Return each line of the items below that contains the word "rock", copying every such line without change.
::::
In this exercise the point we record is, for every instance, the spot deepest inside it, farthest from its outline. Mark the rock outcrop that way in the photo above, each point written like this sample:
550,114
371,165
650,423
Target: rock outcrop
::::
EXERCISE ANSWER:
In this exercise the point we record is, for every instance, the spot deepest inside it, farthest from its outline. Mark the rock outcrop that way in the photo above, each point written like this sample:
Target: rock outcrop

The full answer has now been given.